▶ **EXERCISE BRIEF**:
Please print out the lines from the line containing "pole, I would be grateful." through the line containing "M481 123L480 126L480", both included, reproducing them verbatim.

▶ **RECORDS TO USE**:
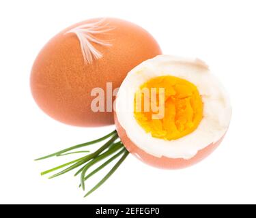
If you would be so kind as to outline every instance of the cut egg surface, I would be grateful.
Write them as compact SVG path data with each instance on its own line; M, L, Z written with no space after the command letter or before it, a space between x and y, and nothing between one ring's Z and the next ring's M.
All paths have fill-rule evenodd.
M115 100L117 130L126 149L165 168L212 153L231 119L227 92L197 59L159 55L131 70Z

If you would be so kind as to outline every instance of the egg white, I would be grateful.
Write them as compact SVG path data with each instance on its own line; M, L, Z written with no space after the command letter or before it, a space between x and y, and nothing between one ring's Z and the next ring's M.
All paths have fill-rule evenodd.
M203 102L203 119L197 129L173 140L153 138L134 116L134 97L140 86L151 78L168 75L193 83ZM115 104L117 118L130 140L141 149L157 157L185 159L193 157L199 151L224 136L231 115L225 90L203 61L169 55L157 56L132 69L119 89Z

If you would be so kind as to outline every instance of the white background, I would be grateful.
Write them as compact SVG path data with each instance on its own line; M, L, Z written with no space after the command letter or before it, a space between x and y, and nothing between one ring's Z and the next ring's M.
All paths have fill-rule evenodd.
M256 203L255 12L255 1L245 0L1 1L0 203ZM221 146L200 164L162 170L129 155L83 199L72 174L54 180L40 176L64 157L33 160L114 127L78 128L52 120L32 99L29 74L51 37L99 16L141 25L165 54L205 60L231 95L233 117Z

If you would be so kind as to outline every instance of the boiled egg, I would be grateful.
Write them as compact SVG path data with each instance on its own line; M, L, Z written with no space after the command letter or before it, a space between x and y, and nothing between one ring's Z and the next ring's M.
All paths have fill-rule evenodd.
M209 155L231 116L227 91L198 59L159 55L121 84L115 122L124 146L150 165L188 167Z

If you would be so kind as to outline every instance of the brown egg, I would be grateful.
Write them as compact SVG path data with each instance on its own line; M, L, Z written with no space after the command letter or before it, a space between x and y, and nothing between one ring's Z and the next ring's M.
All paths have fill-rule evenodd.
M79 40L77 29L85 40ZM61 122L111 125L113 115L106 106L105 112L91 110L96 97L91 91L99 87L106 93L106 82L112 82L114 90L133 67L160 54L152 36L134 24L116 18L88 20L63 30L43 48L31 71L32 94L47 114Z

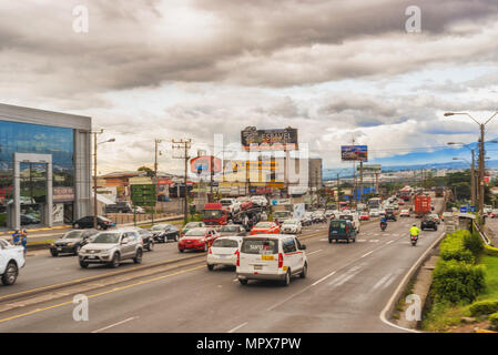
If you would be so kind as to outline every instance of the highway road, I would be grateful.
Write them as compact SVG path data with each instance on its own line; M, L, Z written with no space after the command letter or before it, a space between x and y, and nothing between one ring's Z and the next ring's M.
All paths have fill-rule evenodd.
M414 247L408 229L415 222L419 224L398 219L384 233L377 223L364 225L357 242L349 244L329 244L324 225L323 233L304 242L308 276L293 280L288 287L273 282L242 286L233 270L210 272L202 260L89 292L87 322L73 320L75 305L68 295L0 313L0 332L403 332L383 323L379 314L411 265L443 233L443 227L421 232ZM163 257L174 247L165 245Z

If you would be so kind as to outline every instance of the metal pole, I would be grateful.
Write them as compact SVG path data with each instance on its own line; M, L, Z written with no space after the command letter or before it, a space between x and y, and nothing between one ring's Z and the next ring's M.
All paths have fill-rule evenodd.
M475 171L475 150L470 151L472 154L472 164L470 165L470 200L472 202L472 206L476 206L476 171Z
M363 203L363 161L359 162L359 202Z
M93 132L93 227L96 230L96 132Z
M481 123L480 126L480 150L479 150L479 223L480 226L484 224L484 205L485 205L485 125Z

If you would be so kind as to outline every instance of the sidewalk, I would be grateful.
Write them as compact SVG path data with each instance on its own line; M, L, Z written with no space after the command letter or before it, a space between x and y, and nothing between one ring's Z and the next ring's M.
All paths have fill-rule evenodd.
M176 221L176 220L183 220L183 214L170 215L167 217L162 217L162 219L157 219L157 220L154 219L154 223ZM140 226L143 224L151 224L151 223L152 223L152 220L144 220L144 221L136 222L136 225ZM131 222L131 223L118 224L116 227L133 226L133 225L134 225L134 223ZM52 240L52 239L57 239L57 237L61 236L69 230L72 230L72 225L70 225L70 224L55 225L52 227L40 227L40 229L28 230L28 240L33 241L33 242L42 241L43 239ZM10 240L13 232L14 231L2 232L2 233L0 233L0 237ZM45 233L43 233L43 232L45 232Z

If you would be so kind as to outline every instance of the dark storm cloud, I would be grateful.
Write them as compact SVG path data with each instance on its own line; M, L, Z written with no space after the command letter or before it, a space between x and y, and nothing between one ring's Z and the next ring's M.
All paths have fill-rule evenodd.
M376 50L383 48L355 44L365 38L389 40L388 36L408 40L408 6L421 8L421 41L450 34L450 26L461 20L484 23L498 13L498 2L491 0L197 0L190 10L199 18L185 19L184 27L179 28L175 21L182 19L174 14L169 18L169 3L89 0L88 34L71 30L71 10L79 1L54 7L29 1L4 4L0 10L0 64L22 63L32 72L50 61L49 73L80 92L156 87L165 81L298 85L399 73L451 60L443 53L435 55L431 48L420 48L427 53L406 58L397 53L375 58ZM171 27L157 30L170 22ZM183 37L189 30L192 36ZM482 45L485 51L486 43ZM355 60L362 53L370 58ZM460 55L459 60L465 60L465 54ZM52 94L63 94L59 90L48 88Z

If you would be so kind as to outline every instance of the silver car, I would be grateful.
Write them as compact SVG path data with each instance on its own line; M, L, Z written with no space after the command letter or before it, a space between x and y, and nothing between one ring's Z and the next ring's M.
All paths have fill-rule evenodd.
M142 262L142 237L133 229L119 229L99 233L92 242L79 252L80 266L89 264L108 264L118 267L123 260L133 260L135 264Z

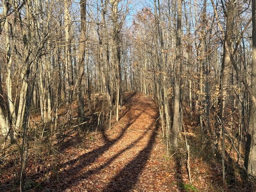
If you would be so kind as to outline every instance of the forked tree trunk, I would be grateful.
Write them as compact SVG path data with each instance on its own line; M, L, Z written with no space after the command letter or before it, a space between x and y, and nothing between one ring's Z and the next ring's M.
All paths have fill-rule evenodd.
M179 137L180 123L180 75L181 64L181 39L182 0L177 0L177 29L176 42L176 57L174 65L173 118L171 131L171 143L173 147L178 147Z
M79 67L78 80L78 117L82 119L84 118L85 92L85 56L86 43L86 0L81 0L81 35L79 42L79 54L78 55Z

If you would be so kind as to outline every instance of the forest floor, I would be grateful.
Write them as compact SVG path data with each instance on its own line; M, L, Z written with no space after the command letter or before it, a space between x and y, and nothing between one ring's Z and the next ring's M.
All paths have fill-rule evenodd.
M239 179L229 186L219 184L220 164L207 162L197 154L193 158L193 185L189 184L185 155L166 153L155 102L140 93L129 93L126 100L119 120L110 129L85 136L78 131L63 133L61 144L55 144L57 152L36 162L32 160L36 152L30 152L26 191L248 191ZM0 191L18 188L18 173L14 173L20 165L14 164L0 164Z
M71 144L63 152L58 180L51 190L65 191L172 191L173 174L164 162L158 114L152 99L131 96L128 108L111 130ZM172 179L173 178L173 179ZM174 188L173 188L174 189Z

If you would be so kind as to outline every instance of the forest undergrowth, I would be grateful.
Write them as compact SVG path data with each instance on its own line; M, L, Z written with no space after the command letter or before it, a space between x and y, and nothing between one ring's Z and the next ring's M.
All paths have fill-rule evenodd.
M191 183L184 130L178 149L167 152L153 99L141 93L126 93L120 120L112 118L110 127L109 117L104 114L106 99L103 95L94 97L85 123L74 117L75 102L68 115L65 106L60 108L56 127L51 122L43 124L36 112L31 116L28 134L35 136L29 137L25 191L252 191L227 141L227 182L222 184L221 157L213 152L214 141L206 131L199 134L198 123L185 107L183 117L190 146ZM1 191L19 191L19 152L15 144L0 151Z

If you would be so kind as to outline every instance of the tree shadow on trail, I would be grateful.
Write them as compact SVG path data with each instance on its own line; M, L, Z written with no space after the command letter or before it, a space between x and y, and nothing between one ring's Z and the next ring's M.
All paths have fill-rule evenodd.
M158 126L156 126L146 146L114 176L103 191L128 191L133 189L149 159L158 128Z

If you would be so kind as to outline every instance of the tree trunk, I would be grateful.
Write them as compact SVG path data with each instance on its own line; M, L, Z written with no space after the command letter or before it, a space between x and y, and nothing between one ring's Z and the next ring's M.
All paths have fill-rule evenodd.
M83 119L84 118L85 92L85 55L86 34L86 0L80 0L81 35L79 42L79 54L78 56L79 67L78 81L78 117Z
M252 1L253 53L252 59L252 91L256 97L256 1ZM248 173L256 176L256 107L253 102L251 105L247 140L245 165Z
M177 29L176 42L176 57L174 71L174 89L173 118L171 131L171 144L174 147L178 147L178 138L179 137L180 123L180 75L181 60L181 0L177 0Z

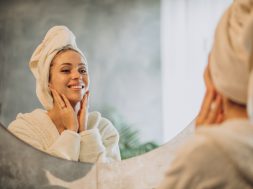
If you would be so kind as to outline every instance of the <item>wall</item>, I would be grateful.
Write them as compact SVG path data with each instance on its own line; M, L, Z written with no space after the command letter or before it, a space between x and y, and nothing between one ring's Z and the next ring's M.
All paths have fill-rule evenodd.
M0 2L0 120L40 107L28 61L48 29L67 25L89 62L91 110L115 109L143 140L161 140L160 1Z
M164 141L197 116L203 72L217 22L232 0L162 0L161 62Z

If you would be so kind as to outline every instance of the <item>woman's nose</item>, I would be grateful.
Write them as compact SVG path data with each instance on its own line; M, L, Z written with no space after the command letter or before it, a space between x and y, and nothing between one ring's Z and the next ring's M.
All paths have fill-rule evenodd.
M72 79L80 79L80 78L82 78L82 74L78 70L73 71Z

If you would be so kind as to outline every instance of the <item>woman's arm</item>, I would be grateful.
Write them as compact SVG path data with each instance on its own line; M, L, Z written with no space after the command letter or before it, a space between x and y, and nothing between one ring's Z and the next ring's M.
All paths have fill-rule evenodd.
M89 129L90 128L90 129ZM82 162L119 161L119 134L112 123L98 112L89 115L88 129L80 133L79 160Z

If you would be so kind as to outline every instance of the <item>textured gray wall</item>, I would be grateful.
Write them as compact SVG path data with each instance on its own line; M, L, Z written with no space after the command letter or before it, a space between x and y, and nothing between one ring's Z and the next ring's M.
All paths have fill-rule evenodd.
M48 29L68 26L89 62L91 110L115 108L142 139L162 133L160 1L0 2L0 121L41 107L28 61Z

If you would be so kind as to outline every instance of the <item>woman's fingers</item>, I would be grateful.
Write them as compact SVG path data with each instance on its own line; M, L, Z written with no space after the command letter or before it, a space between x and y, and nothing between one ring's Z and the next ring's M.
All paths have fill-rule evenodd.
M58 108L60 109L64 108L66 105L64 101L62 100L62 98L60 97L59 93L55 89L51 89L51 91L52 91L54 102L58 106Z
M214 124L216 123L217 116L221 109L221 96L217 95L214 102L211 103L209 107L208 117L206 119L206 124Z
M67 97L64 94L61 94L61 97L64 101L65 107L66 108L71 107L71 104L70 104L69 100L67 99Z
M82 132L87 127L87 115L88 115L88 98L89 98L89 91L86 92L82 101L81 101L81 108L78 112L78 121L79 121L79 132Z

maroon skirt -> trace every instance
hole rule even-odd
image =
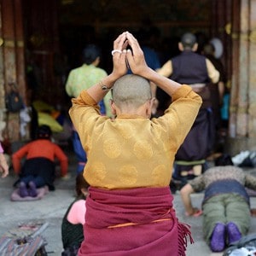
[[[178,222],[169,187],[89,189],[79,255],[185,255],[189,226]]]

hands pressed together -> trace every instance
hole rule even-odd
[[[149,69],[137,40],[128,32],[120,34],[113,42],[112,55],[112,73],[118,78],[126,74],[128,67],[134,74],[141,76],[144,76]]]

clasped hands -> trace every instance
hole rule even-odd
[[[128,68],[131,68],[134,74],[143,76],[149,68],[139,43],[128,32],[123,32],[114,40],[112,55],[113,73],[118,77],[126,74]]]

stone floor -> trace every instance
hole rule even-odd
[[[43,220],[48,223],[48,226],[43,231],[42,235],[47,240],[46,250],[49,255],[60,256],[61,254],[61,219],[67,207],[74,199],[75,159],[73,154],[69,154],[69,159],[70,178],[67,180],[57,178],[55,181],[55,191],[49,192],[39,201],[26,202],[11,201],[12,184],[16,180],[16,177],[11,172],[8,177],[4,179],[0,178],[0,236],[20,223],[33,219]],[[251,172],[256,175],[255,170],[247,172]],[[202,196],[202,193],[193,195],[192,201],[195,207],[201,207]],[[256,197],[251,198],[251,204],[252,207],[256,207]],[[184,215],[178,191],[174,195],[174,207],[179,220],[190,224],[192,227],[195,243],[189,245],[186,255],[222,255],[221,253],[212,253],[205,243],[201,233],[201,217],[189,218]],[[256,218],[252,218],[249,233],[255,232]]]

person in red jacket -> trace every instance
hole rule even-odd
[[[20,176],[15,183],[19,186],[21,197],[36,197],[37,188],[45,185],[54,190],[54,180],[57,159],[61,165],[61,175],[67,173],[68,160],[63,150],[51,142],[51,130],[48,125],[38,127],[36,140],[21,147],[12,155],[14,171]],[[24,164],[21,160],[26,158]]]

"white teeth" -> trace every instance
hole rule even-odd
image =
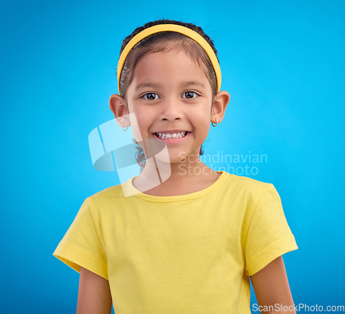
[[[158,135],[158,137],[159,137],[161,139],[171,139],[171,138],[179,139],[180,137],[184,137],[186,136],[186,135],[187,134],[187,132],[183,131],[183,132],[180,132],[179,133],[172,133],[172,134],[161,133],[159,132],[156,134]]]

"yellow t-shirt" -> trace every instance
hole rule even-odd
[[[219,173],[184,195],[99,192],[53,255],[108,279],[117,314],[250,313],[248,276],[298,248],[273,184]]]

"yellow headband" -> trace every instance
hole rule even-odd
[[[220,66],[217,59],[217,57],[212,49],[210,44],[205,40],[205,39],[198,34],[197,32],[191,30],[190,28],[188,28],[186,27],[182,26],[181,25],[176,24],[159,24],[155,25],[155,26],[152,26],[148,28],[146,28],[145,30],[140,32],[139,34],[137,34],[128,43],[126,46],[125,48],[122,51],[122,53],[120,55],[119,59],[119,63],[117,64],[117,82],[119,86],[119,93],[120,93],[120,77],[121,72],[122,72],[122,68],[124,68],[124,63],[125,63],[126,58],[127,57],[128,53],[132,50],[132,48],[138,43],[141,39],[144,39],[145,37],[148,36],[155,34],[156,32],[179,32],[181,34],[184,34],[188,37],[190,37],[192,39],[194,39],[197,43],[198,43],[206,52],[211,63],[215,70],[215,72],[217,78],[217,91],[219,92],[220,90],[220,86],[221,84],[221,73],[220,72]]]

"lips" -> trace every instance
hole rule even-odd
[[[179,143],[180,141],[184,141],[190,135],[191,132],[184,131],[183,132],[183,136],[179,137],[177,137],[178,133],[164,133],[159,132],[152,133],[152,135],[153,137],[160,139],[161,141],[164,141],[167,144],[173,144]],[[181,133],[179,134],[181,135]]]

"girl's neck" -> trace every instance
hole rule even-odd
[[[157,158],[146,162],[142,173],[133,179],[137,190],[155,196],[175,196],[204,190],[213,184],[220,174],[199,158],[167,164]]]

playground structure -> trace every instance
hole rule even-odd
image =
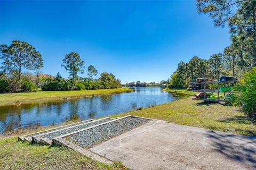
[[[202,87],[203,86],[203,89],[192,90],[193,91],[203,92],[203,97],[193,98],[192,99],[211,102],[219,102],[223,100],[224,98],[222,98],[222,96],[220,93],[223,92],[224,95],[223,97],[224,97],[226,95],[226,92],[231,92],[231,88],[229,86],[227,86],[227,85],[230,83],[235,83],[237,81],[236,78],[230,76],[225,76],[225,75],[226,74],[227,74],[225,72],[218,71],[217,73],[217,81],[213,81],[213,80],[214,80],[214,74],[210,72],[206,72],[203,78],[198,78],[197,79],[197,81],[191,82],[191,84],[198,84],[198,87]],[[224,75],[224,76],[221,77],[221,75]],[[221,79],[220,79],[220,78],[221,78]],[[217,89],[213,89],[213,84],[217,84]],[[222,88],[222,90],[220,91],[221,84],[224,84],[224,88]],[[213,92],[217,93],[216,98],[209,98],[209,94],[206,94],[207,92],[211,92],[213,98],[215,97],[213,95]],[[203,95],[200,96],[202,96],[202,95]],[[196,95],[195,95],[195,96],[196,97]]]

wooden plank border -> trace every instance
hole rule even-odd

▶ **RESPONSE TO THE EXERCISE**:
If you would be so kind as to outline every instance of the metal pole, I would be grateful.
Write them as compact SVG path data with each instance on its own line; M, L, Z written with no space after the command letter or before it, a space between x and y, and nothing between one ring's Z and the next ring's M.
All paths have fill-rule evenodd.
M475 171L475 150L470 151L472 154L472 164L470 165L470 200L472 202L472 206L476 206L476 171Z
M363 203L363 161L359 162L359 202Z
M93 132L93 227L96 230L96 132Z
M481 123L480 126L480 150L479 150L479 223L480 226L484 224L484 205L485 205L485 125Z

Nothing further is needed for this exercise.